Forget the fantasy of solving the challenges of modern personal life by re-institutionalizing marriage. In today's climate of choice, many people's choices do not involve marriage. We must recognize that there are healthy as well as unhealthy ways to be single or to be divorced, just as there are healthy and unhealthy ways to be married. We cannot afford to construct our social policies, our advice to our own children and even our own emotional expectations around the illusion that all commitments, sexual activities and care-giving will take place in a traditional marriage. That series has been canceled.


A blogger intent on preserving "traditional marriage and his commenters chime in: Stephanie Coontz: Marriage Means Something Different Now. Here's another one.

And here's more by and about Coontz and her books:

In Search Of A Golden Age:


The Malleable Estate: Is marriage more joyful than ever? By Alan Wolfe, Slate, May 17, 2005. - what axe does he have to grind?

- _Tasks and exercises_
1. Say whether each statement agrees with the passage on marriage, answering yes or no and quoting the words that decide it: (a) The passage says many people's choices do not involve marriage. (b) The passage says there are only unhealthy ways to be divorced. (c) The passage names Alan Wolfe as the author of "The Malleable Estate."
2. Return the part of the passage on marriage from "A blogger intent" up to and including "Here's another one.", word for word.
3. Write the next part of the passage on marriage, picking up after its final line.

- _Records_
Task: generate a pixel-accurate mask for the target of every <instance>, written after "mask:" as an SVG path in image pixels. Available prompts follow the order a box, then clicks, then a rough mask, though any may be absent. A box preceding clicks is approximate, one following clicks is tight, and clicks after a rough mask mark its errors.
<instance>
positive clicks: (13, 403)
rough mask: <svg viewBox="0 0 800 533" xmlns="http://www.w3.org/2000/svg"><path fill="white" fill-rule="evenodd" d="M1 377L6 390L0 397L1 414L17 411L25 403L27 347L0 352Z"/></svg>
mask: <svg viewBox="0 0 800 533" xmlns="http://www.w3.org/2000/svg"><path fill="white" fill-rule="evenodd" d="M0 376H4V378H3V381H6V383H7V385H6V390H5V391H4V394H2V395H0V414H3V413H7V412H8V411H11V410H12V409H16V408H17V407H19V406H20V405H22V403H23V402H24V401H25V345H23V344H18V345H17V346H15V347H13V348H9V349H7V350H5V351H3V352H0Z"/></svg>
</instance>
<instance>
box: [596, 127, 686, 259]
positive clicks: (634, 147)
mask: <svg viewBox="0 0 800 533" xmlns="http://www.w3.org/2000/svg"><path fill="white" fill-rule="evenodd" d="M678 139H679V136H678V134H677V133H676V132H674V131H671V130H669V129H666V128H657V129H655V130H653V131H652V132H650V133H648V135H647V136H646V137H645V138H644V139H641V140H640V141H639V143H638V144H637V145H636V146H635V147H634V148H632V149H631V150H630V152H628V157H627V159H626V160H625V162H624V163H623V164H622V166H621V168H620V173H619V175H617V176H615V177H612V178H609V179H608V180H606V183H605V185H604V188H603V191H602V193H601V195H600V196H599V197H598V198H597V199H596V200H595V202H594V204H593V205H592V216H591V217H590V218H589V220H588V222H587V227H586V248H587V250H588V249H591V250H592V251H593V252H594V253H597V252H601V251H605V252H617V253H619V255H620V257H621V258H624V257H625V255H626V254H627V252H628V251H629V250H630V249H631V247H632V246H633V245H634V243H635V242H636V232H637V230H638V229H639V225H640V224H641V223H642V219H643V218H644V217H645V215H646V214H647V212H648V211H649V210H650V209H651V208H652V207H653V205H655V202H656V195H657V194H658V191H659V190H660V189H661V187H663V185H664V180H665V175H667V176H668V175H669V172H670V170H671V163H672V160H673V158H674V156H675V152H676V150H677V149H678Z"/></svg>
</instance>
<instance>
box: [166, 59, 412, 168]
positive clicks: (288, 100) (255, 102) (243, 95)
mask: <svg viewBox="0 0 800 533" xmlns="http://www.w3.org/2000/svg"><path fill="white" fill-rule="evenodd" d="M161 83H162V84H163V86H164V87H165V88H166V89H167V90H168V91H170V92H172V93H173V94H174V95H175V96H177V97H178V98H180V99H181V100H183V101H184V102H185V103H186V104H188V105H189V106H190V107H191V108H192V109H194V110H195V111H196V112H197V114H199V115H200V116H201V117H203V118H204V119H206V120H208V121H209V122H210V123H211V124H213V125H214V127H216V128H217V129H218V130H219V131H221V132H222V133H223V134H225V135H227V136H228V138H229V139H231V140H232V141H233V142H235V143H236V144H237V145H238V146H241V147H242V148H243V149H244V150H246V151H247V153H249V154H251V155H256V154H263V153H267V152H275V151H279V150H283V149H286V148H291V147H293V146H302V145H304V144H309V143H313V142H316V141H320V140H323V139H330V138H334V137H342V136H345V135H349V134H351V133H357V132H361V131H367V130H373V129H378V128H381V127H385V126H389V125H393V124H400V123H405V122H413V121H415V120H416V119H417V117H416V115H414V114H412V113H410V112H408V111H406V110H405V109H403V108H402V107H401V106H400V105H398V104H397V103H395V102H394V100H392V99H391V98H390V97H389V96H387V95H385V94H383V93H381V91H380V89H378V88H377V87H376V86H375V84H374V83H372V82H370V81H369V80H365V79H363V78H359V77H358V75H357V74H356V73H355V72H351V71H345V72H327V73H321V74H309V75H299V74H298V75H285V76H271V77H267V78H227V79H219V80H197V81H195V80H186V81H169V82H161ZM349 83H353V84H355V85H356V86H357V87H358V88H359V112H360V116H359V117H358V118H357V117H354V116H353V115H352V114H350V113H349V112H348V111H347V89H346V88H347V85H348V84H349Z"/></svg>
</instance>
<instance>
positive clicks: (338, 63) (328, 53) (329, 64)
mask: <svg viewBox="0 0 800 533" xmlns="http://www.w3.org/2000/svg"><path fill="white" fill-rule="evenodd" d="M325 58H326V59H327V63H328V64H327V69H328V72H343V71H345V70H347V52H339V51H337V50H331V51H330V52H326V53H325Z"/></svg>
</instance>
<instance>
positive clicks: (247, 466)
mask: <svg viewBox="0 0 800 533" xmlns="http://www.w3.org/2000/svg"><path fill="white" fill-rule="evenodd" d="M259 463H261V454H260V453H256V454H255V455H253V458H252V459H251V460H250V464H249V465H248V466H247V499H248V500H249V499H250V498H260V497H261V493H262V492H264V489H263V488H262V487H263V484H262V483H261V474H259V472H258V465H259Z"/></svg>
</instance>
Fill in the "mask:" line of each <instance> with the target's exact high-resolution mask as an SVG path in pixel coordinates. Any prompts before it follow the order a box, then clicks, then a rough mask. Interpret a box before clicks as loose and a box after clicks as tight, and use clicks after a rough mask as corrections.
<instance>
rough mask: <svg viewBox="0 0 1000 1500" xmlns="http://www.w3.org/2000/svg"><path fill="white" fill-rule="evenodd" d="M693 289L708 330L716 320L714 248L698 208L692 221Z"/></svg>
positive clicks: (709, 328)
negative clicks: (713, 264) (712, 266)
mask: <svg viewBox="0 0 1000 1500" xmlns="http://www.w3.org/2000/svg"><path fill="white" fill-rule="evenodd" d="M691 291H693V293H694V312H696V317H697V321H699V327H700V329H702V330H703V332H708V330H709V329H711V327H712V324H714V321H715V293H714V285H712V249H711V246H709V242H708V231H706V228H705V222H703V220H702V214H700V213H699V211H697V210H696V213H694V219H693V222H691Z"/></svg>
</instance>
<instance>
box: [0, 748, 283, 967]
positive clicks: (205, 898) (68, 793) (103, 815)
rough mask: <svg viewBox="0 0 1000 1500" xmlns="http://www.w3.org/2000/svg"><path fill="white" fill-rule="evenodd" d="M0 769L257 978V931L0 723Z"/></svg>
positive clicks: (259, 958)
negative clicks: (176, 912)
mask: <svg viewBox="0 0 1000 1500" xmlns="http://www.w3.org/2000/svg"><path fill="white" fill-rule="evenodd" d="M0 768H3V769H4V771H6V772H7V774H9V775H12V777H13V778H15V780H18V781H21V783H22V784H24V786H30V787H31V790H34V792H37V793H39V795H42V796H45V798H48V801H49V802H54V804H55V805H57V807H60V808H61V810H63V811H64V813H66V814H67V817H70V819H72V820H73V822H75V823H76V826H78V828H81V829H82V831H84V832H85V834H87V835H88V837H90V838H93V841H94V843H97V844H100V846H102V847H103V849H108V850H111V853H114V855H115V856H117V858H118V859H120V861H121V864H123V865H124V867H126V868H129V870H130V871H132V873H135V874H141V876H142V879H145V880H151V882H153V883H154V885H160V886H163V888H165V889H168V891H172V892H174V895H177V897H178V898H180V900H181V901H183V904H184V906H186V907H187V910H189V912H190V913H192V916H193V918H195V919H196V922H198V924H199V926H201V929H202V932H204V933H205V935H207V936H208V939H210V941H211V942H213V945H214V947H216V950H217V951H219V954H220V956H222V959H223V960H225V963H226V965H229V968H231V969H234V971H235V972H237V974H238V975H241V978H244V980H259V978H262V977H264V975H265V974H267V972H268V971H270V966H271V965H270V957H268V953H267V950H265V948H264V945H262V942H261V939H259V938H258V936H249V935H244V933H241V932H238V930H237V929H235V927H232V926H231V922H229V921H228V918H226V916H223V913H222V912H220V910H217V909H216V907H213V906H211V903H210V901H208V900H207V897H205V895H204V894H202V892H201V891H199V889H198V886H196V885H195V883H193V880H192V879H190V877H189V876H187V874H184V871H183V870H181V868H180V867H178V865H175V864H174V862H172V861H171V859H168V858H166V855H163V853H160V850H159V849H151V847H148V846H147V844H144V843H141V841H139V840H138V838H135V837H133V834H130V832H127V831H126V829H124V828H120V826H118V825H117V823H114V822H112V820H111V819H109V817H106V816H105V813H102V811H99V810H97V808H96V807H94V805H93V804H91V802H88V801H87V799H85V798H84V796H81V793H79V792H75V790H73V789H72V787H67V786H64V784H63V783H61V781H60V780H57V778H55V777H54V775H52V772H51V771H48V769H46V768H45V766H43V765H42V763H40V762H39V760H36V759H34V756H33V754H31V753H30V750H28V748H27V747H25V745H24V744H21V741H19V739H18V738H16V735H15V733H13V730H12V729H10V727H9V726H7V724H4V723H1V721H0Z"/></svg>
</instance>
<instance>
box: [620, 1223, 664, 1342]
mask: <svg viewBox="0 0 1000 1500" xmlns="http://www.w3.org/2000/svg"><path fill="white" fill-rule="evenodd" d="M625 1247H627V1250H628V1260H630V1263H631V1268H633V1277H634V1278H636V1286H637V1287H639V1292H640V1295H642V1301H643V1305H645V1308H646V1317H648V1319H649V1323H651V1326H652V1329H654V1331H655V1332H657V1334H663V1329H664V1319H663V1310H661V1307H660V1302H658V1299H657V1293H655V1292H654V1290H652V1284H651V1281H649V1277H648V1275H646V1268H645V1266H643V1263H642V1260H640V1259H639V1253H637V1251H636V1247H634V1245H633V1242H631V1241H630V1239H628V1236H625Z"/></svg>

- _Task results_
1.
(a) Yes: "In today's climate of choice, many people's choices do not involve marriage."
(b) No: "there are healthy as well as unhealthy ways to be single or to be divorced"
(c) Yes: "By Alan Wolfe, Slate, May 17, 2005."

2.
A blogger intent on preserving "traditional marriage and his commenters chime in: Stephanie Coontz: Marriage Means Something Different Now. Here's another one.

3.
And from this review:
Nonfiction review: 'Marriage, a History' by Stephanie Coontz
, Reviewed By Brigitte Frase,  Special To The Star Tribune, May 22, 2005, comes this excerpt:

As in her earlier book about families, "The Way We Never Were," Stephanie Coontz has set out to tell us everything we don't know about marriage. It turns out to be quite a lot. Marriage as we know it -- discrete units of husband, wife and children -- is only about 200 years old, and that's mainly in Europe and the United States. The sunny ideal of the breadwinner husband with his homemaker wife and their 2.2 children was a historical blip, lasting only from the end of World War II until the mid-'60s, when the nation went through a nesting period, a relieved response to the end of the Depression and the war.
In her exhaustively researched and well-footnoted "Marriage, a History," Coontz has pulled together centuries of primary and secondary anthropological, sociological and historical information. But this isn't just a reference work. Filled with anecdotes about everyone from Cleopatra to Charlemagne to Henry VIII, plus all sorts of charming trivia -- did you know that the "kick" in Cole Porter's lyric came from cocaine, not champagne? -- this is a reader-friendly and absorbing book.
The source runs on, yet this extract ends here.